__Data to process__.
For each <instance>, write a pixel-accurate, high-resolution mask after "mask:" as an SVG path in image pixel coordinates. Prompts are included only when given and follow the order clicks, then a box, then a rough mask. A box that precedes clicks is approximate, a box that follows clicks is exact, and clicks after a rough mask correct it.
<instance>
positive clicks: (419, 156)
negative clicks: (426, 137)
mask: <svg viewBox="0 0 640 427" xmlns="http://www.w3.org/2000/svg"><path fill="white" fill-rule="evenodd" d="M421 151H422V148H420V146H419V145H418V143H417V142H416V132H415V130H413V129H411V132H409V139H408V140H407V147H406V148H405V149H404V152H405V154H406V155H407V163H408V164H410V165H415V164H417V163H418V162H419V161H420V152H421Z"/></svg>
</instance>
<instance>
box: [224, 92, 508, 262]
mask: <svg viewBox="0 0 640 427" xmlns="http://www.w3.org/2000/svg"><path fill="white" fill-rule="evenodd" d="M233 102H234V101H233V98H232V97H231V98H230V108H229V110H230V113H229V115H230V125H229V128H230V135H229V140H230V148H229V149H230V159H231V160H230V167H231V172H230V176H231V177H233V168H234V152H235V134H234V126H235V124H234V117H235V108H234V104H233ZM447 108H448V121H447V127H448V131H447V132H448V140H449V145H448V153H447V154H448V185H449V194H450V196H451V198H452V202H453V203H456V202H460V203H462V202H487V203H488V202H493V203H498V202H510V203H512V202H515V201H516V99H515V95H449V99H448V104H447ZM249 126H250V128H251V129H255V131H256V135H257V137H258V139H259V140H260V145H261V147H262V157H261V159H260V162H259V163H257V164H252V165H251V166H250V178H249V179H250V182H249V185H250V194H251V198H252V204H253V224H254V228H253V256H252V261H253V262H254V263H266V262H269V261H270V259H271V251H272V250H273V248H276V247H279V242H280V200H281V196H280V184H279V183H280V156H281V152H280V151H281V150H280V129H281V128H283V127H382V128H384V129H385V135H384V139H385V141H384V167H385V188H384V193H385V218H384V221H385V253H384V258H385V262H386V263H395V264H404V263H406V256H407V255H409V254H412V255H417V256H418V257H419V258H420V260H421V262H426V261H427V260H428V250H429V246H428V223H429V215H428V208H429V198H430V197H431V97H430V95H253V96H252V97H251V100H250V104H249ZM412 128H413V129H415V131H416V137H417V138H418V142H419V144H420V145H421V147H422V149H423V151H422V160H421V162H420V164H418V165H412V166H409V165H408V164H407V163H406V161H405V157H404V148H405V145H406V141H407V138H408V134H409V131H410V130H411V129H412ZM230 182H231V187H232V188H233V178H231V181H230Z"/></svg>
--
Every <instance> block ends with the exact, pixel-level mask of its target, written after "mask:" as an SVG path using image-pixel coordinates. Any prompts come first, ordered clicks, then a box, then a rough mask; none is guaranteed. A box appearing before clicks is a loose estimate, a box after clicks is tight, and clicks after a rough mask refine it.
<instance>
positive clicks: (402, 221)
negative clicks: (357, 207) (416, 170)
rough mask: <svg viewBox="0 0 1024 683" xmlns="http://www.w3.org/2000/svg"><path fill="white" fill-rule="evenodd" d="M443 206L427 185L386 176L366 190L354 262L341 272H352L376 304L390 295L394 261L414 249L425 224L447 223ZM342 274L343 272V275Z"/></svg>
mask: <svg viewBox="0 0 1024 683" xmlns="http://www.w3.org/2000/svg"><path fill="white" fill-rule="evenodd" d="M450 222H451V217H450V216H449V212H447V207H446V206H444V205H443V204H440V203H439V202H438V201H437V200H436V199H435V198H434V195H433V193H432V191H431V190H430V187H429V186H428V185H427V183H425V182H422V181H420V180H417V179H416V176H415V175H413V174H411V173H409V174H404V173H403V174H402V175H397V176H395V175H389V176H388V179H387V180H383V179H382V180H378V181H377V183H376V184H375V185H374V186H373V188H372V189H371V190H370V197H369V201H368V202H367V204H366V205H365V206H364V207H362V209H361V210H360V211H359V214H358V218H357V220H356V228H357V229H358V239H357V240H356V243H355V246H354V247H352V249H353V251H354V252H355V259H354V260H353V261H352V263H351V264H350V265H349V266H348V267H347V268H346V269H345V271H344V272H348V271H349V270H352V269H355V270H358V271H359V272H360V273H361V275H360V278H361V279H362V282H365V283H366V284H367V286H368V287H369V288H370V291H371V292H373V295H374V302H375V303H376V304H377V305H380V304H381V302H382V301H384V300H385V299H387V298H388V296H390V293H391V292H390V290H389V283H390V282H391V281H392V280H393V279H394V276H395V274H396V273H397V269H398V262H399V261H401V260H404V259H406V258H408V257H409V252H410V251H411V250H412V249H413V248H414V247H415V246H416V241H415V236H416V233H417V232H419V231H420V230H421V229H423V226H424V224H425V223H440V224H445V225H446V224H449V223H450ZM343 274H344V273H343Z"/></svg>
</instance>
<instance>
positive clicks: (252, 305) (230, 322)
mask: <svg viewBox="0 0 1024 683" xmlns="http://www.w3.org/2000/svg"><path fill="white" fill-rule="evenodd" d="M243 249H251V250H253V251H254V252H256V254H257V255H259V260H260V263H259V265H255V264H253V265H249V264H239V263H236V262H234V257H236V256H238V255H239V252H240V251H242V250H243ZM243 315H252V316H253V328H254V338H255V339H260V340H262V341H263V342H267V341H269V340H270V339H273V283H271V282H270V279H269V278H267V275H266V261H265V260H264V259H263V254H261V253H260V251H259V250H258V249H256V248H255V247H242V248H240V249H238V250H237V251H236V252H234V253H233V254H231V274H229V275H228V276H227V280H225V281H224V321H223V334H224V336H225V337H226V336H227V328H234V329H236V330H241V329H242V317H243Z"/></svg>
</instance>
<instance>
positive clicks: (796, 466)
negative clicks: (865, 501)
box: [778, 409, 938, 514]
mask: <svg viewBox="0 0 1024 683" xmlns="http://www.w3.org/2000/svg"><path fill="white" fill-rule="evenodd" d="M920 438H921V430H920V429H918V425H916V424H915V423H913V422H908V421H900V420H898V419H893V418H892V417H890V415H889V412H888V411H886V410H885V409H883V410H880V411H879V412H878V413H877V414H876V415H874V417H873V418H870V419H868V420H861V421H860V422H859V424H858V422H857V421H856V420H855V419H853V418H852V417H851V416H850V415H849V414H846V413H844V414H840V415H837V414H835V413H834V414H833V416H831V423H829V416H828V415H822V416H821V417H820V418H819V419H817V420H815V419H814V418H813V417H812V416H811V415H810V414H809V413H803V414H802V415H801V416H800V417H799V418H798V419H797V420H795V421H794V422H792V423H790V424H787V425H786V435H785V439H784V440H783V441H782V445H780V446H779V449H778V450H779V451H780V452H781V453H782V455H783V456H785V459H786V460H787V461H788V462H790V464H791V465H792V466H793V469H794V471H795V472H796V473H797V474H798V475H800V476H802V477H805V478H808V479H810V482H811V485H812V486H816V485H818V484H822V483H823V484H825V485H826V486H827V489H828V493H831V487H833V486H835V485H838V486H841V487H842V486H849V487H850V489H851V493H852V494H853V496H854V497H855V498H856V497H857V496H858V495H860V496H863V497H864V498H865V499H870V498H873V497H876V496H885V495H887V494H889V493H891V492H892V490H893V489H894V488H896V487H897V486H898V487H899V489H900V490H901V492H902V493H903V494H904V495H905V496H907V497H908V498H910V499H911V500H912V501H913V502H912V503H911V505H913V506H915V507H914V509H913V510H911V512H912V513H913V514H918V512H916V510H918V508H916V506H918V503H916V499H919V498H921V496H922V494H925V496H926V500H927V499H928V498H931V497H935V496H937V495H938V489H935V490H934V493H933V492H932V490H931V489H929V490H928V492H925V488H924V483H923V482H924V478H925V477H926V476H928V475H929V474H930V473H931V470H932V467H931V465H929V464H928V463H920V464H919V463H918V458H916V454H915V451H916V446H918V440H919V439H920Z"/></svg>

__Task goal__. Above this task is a listing. Restate, word for word and with nothing added, the lines from the one with "For each <instance>, write" through the one with "positive clicks: (419, 156)".

__Written response__.
For each <instance>, write a pixel-accurate, high-resolution mask after "mask:" as an SVG path in image pixel coordinates. Prompts are included only when given and follow the order clicks, then a box, then a rough mask. A box that precedes clicks is approximate, a box that follows clicks is exact, and clicks after a rough mask correct it.
<instance>
positive clicks: (419, 156)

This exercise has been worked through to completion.